**What you are asked to do:**
Please reproduce the data below exactly, from the first line to the last.

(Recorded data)
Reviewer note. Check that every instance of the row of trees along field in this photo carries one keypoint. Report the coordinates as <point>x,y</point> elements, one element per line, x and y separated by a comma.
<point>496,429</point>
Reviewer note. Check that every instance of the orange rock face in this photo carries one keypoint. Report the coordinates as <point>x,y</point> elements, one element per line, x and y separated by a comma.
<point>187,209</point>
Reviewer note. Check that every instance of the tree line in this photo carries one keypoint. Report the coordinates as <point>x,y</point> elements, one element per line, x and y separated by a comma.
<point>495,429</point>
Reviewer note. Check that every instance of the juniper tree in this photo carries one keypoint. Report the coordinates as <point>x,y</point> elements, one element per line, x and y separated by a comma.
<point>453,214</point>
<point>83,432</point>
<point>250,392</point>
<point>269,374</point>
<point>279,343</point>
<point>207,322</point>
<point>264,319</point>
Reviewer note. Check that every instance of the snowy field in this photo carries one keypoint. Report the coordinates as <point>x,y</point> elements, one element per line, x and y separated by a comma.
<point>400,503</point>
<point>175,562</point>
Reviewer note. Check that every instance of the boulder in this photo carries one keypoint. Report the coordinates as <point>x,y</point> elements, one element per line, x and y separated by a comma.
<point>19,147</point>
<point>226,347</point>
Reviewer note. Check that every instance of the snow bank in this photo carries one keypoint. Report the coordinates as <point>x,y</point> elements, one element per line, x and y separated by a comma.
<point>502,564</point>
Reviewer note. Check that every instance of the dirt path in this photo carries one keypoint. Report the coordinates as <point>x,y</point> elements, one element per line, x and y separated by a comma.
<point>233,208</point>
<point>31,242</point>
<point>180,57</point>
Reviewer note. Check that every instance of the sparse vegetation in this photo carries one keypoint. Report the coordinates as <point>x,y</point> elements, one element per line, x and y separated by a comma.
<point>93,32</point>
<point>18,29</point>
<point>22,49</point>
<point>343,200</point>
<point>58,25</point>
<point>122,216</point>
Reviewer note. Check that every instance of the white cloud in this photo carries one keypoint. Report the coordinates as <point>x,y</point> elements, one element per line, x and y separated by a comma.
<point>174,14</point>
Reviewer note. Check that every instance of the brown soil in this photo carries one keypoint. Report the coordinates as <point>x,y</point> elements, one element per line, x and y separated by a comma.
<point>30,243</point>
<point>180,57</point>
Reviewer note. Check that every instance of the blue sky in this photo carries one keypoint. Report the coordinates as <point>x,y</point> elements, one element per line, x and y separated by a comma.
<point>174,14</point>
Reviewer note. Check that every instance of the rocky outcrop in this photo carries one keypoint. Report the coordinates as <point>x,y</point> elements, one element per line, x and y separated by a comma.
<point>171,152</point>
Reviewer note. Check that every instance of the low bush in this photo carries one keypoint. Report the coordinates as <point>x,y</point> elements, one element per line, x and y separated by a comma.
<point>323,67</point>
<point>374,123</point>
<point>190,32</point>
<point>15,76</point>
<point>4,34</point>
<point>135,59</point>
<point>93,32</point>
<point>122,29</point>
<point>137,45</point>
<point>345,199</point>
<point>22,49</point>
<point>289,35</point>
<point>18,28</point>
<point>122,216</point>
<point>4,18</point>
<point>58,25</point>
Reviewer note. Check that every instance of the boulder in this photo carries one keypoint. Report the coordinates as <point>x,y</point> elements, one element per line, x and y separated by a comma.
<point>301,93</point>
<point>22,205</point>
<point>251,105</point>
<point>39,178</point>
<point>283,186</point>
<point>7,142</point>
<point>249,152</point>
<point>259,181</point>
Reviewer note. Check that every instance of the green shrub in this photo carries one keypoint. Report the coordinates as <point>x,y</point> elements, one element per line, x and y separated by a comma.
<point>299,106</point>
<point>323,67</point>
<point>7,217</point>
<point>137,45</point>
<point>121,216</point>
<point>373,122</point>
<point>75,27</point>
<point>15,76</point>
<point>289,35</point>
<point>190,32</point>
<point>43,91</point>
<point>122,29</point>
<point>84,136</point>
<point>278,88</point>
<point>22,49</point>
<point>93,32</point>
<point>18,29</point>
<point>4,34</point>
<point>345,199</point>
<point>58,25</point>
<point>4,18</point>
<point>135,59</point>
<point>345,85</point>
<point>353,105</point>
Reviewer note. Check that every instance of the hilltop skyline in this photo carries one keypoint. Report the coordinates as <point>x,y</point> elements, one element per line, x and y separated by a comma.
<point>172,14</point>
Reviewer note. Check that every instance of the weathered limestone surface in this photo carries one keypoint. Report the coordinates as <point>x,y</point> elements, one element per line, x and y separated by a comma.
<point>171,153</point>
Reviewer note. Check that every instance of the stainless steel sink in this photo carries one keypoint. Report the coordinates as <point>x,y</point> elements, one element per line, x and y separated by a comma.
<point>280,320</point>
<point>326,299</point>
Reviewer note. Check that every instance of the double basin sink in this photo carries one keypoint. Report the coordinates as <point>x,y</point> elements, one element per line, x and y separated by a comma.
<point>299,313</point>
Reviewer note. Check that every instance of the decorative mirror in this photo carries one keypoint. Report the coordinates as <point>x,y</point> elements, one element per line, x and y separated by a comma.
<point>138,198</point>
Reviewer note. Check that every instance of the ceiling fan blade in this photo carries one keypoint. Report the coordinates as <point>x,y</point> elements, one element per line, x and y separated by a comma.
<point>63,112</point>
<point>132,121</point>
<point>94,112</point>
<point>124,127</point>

**Answer box:**
Reviewer note. Check that every instance of the row of trees along field in this photo carries one keypoint. Report the coordinates as <point>x,y</point> elements, one element per line, x and y separated by a comma.
<point>496,429</point>
Reviewer note. Check that every instance of the orange rock face in this photo carries one keypoint. Report the coordinates as <point>x,y</point> elements, one element per line, x and y separated by a comma.
<point>187,209</point>
Reviewer note. Check that every instance of the tree line in this photo carries one keypoint. Report the coordinates as <point>x,y</point> elements, one element per line, x and y separated by a comma.
<point>495,429</point>
Reviewer note. Check that every instance of the juniper tree in this photo carries one keypoint. Report the coordinates as <point>x,y</point> elements, one element per line, x and y separated by a comma.
<point>453,214</point>
<point>83,432</point>
<point>250,392</point>
<point>269,374</point>
<point>279,343</point>
<point>207,322</point>
<point>264,319</point>
Reviewer note. Check that every instance of the snowy field in this photo carries one keypoint. Report the coordinates as <point>x,y</point> elements, one element per line, x and y separated by a comma.
<point>400,503</point>
<point>175,562</point>
Reviewer note. Check that every instance of the boulder in this photo carries one keypoint. Report the coordinates as <point>x,y</point> elements, one element per line, x and y separated by a comma.
<point>19,147</point>
<point>226,347</point>
Reviewer note. Check that every instance of the snow bank in this photo carries one keypoint. Report the coordinates as <point>x,y</point> elements, one element per line, x and y separated by a comma.
<point>502,564</point>
Reviewer note. Check that every instance of the dirt path in this photo carries one keypoint. Report the coordinates as <point>x,y</point> elements, one element per line, x and y separated by a comma.
<point>233,208</point>
<point>31,242</point>
<point>180,57</point>
Reviewer note. Check that every instance of the sparse vegetation in this photo carries one keypoint. Report the coordinates as <point>x,y</point> elements, one element per line, x and y separated by a comma.
<point>93,32</point>
<point>18,29</point>
<point>22,49</point>
<point>343,200</point>
<point>58,25</point>
<point>122,216</point>
Reviewer note. Check that every instance of the white cloud in this photo carries one keypoint. Report the coordinates as <point>x,y</point> elements, one element per line, x and y separated by a comma.
<point>174,14</point>
Reviewer note. Check that every instance of the brown soil in this photo carries one keypoint. Report the coordinates as <point>x,y</point> elements, one element per line, x and y separated by a comma.
<point>30,243</point>
<point>180,57</point>
Reviewer note. Check that every instance of the blue sky in this photo carries one keypoint. Report the coordinates as <point>x,y</point> elements, one element per line, x and y separated by a comma.
<point>174,14</point>
Reviewer note. Check that every instance of the rocky outcrop in this photo carries one keypoint. Report the coordinates as <point>x,y</point> elements, one element per line, x and y separated by a comma.
<point>171,152</point>
Reviewer note. Check that every instance of the low bush in this photo carries one keypoint. Report the coordinates as <point>x,y</point> elements, one element per line, x and y separated by a comma.
<point>323,67</point>
<point>374,123</point>
<point>190,32</point>
<point>15,76</point>
<point>4,34</point>
<point>135,59</point>
<point>93,32</point>
<point>122,29</point>
<point>137,45</point>
<point>345,199</point>
<point>22,49</point>
<point>289,35</point>
<point>18,28</point>
<point>122,216</point>
<point>4,18</point>
<point>58,25</point>
Reviewer note. Check that every instance of the boulder in this photo carries one keypoint. Report the coordinates as <point>x,y</point> elements, one element per line, x and y separated by a comma.
<point>301,93</point>
<point>22,205</point>
<point>251,105</point>
<point>39,178</point>
<point>283,186</point>
<point>7,142</point>
<point>249,152</point>
<point>259,181</point>
Reviewer note. Check that every instance of the green shrub in this photo carries one keypoint. Report the coordinates as <point>x,y</point> elements, one element per line, x and y separated by a comma.
<point>299,106</point>
<point>323,67</point>
<point>7,217</point>
<point>137,45</point>
<point>121,216</point>
<point>373,122</point>
<point>75,27</point>
<point>15,76</point>
<point>289,35</point>
<point>190,32</point>
<point>43,91</point>
<point>122,29</point>
<point>84,136</point>
<point>278,88</point>
<point>22,49</point>
<point>93,32</point>
<point>18,29</point>
<point>4,34</point>
<point>345,199</point>
<point>58,25</point>
<point>4,18</point>
<point>135,59</point>
<point>345,85</point>
<point>353,105</point>
Reviewer note. Check that every instance of the hilltop skyline in this photo carries one keypoint. Report the coordinates as <point>x,y</point> elements, one element per line, x and y separated by a comma.
<point>172,14</point>
Reviewer note. Check that every instance of the weathered limestone surface in this photo carries one keypoint. Report the coordinates as <point>x,y</point> elements, one element per line, x and y separated by a comma.
<point>171,153</point>
Reviewer note. Check that every instance of the stainless steel sink in this photo carries one keypoint. Report the coordinates as <point>x,y</point> elements, one element per line, x and y separated by a comma.
<point>280,320</point>
<point>326,299</point>
Reviewer note. Check that every instance of the double basin sink in this photo carries one keypoint. Report the coordinates as <point>x,y</point> elements, one element per line, x and y separated by a comma.
<point>299,313</point>
Reviewer note. Check that every instance of the decorative mirror in this photo carries one keypoint. Report the coordinates as <point>x,y</point> elements, one element per line, x and y separated by a comma.
<point>138,198</point>
Reviewer note. Check that every instance of the ceiling fan blade in this photo carries one keypoint. Report the coordinates as <point>x,y</point> elements, one element per line, x and y separated by a comma.
<point>63,112</point>
<point>132,121</point>
<point>94,112</point>
<point>124,127</point>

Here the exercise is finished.